• Work task
Pull out every line in the data that has the string "opening" in it.

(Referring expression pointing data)
+ + + + + + +
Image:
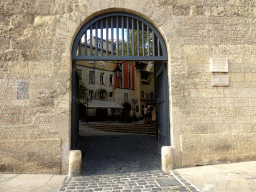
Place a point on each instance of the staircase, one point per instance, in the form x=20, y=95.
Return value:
x=136, y=128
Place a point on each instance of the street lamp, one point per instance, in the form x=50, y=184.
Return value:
x=134, y=101
x=117, y=70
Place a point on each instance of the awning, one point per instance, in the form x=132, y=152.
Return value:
x=103, y=104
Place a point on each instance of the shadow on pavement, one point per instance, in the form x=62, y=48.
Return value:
x=115, y=154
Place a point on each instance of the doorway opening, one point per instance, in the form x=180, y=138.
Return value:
x=119, y=55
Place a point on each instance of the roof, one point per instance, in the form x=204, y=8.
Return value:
x=103, y=104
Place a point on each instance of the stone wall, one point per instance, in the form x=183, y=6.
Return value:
x=212, y=124
x=209, y=124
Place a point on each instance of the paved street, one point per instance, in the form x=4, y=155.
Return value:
x=233, y=177
x=122, y=163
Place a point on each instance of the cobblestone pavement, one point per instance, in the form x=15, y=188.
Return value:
x=123, y=163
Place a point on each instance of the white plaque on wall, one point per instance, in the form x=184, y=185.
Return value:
x=220, y=80
x=219, y=64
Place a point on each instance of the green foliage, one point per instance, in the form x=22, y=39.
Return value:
x=148, y=39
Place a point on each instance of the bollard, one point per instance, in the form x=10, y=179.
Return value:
x=75, y=163
x=167, y=158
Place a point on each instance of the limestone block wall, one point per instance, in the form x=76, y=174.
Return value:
x=212, y=124
x=208, y=124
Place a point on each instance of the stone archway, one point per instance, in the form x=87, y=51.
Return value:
x=161, y=53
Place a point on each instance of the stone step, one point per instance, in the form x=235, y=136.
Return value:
x=133, y=128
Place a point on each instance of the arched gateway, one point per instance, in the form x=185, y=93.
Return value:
x=125, y=37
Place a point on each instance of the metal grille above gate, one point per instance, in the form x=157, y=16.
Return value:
x=119, y=36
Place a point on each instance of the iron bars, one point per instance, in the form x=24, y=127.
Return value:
x=119, y=36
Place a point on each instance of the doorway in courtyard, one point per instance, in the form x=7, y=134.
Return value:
x=122, y=61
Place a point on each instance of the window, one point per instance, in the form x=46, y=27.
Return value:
x=111, y=79
x=142, y=94
x=102, y=63
x=90, y=94
x=91, y=76
x=101, y=78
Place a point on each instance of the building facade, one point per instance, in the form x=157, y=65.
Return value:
x=210, y=80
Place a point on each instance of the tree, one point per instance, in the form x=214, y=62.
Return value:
x=148, y=42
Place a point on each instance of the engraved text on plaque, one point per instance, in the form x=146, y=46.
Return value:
x=219, y=64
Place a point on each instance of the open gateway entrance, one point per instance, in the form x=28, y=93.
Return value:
x=122, y=37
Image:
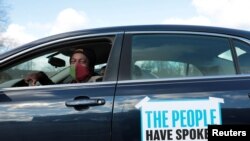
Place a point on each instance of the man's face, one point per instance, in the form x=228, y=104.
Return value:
x=79, y=58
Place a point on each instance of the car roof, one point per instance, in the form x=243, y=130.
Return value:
x=134, y=28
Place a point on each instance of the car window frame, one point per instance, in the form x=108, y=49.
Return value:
x=126, y=54
x=37, y=49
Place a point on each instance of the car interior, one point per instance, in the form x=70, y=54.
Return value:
x=54, y=61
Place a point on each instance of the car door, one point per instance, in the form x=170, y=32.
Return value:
x=63, y=112
x=169, y=82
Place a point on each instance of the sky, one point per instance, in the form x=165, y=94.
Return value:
x=34, y=19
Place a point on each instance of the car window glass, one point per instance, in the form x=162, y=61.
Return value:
x=55, y=63
x=168, y=56
x=243, y=54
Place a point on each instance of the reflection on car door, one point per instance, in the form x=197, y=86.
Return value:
x=42, y=114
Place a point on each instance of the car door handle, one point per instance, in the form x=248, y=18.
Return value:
x=84, y=102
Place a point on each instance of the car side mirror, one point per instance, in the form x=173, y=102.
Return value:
x=56, y=62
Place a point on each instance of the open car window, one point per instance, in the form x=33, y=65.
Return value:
x=53, y=60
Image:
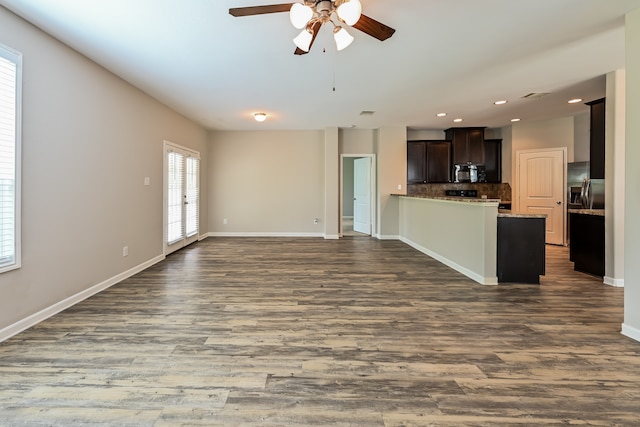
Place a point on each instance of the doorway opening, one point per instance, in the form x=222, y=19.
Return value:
x=181, y=211
x=357, y=190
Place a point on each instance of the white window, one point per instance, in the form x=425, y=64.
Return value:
x=10, y=119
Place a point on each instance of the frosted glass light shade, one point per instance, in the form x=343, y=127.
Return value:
x=343, y=39
x=299, y=15
x=303, y=40
x=350, y=11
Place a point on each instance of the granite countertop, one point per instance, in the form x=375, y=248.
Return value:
x=454, y=198
x=506, y=213
x=595, y=212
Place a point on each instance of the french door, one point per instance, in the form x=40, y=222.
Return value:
x=181, y=197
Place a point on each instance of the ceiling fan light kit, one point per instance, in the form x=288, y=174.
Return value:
x=303, y=40
x=299, y=15
x=342, y=38
x=310, y=15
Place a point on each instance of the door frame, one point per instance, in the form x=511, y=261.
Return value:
x=516, y=183
x=372, y=190
x=168, y=145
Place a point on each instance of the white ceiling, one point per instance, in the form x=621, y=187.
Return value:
x=454, y=56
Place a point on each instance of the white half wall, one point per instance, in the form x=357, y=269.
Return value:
x=461, y=235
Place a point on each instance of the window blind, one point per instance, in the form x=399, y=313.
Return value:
x=10, y=63
x=175, y=171
x=192, y=196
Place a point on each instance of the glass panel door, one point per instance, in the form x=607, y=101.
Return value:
x=182, y=196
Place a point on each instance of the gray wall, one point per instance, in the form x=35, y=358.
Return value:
x=89, y=139
x=632, y=173
x=268, y=183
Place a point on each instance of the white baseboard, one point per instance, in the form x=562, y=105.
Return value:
x=618, y=283
x=387, y=237
x=470, y=274
x=56, y=308
x=261, y=234
x=631, y=332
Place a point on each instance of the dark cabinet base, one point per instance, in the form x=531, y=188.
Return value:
x=521, y=249
x=587, y=243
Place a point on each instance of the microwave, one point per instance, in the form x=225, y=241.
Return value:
x=465, y=173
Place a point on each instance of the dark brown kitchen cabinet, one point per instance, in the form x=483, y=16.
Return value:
x=521, y=249
x=597, y=137
x=587, y=243
x=467, y=144
x=416, y=162
x=493, y=159
x=428, y=161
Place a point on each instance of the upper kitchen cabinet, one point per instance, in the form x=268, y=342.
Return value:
x=597, y=136
x=467, y=144
x=416, y=162
x=428, y=161
x=493, y=159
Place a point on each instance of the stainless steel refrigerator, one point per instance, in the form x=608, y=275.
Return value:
x=582, y=191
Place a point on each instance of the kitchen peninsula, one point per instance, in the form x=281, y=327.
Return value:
x=463, y=233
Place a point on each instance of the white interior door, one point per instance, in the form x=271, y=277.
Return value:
x=182, y=197
x=541, y=188
x=362, y=195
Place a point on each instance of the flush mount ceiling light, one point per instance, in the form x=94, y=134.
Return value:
x=309, y=15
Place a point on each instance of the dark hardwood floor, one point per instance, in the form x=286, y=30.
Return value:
x=309, y=332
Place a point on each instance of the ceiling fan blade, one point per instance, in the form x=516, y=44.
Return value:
x=373, y=28
x=316, y=28
x=260, y=10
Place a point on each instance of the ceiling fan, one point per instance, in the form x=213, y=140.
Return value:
x=309, y=15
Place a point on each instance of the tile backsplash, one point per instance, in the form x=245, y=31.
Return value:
x=500, y=191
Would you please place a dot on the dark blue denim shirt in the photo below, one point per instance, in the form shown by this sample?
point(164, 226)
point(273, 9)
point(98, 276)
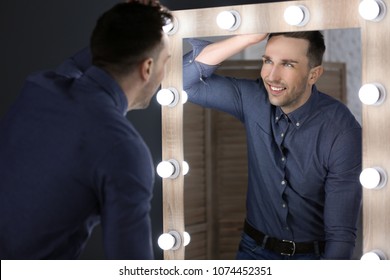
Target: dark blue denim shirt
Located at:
point(303, 167)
+ + + + + + +
• Result of the task
Place a point on each instance of the doorway opening, one point per instance, in the form x=180, y=138.
Place a point on each instance of the doorway opening, one point per instance, in the form x=222, y=19.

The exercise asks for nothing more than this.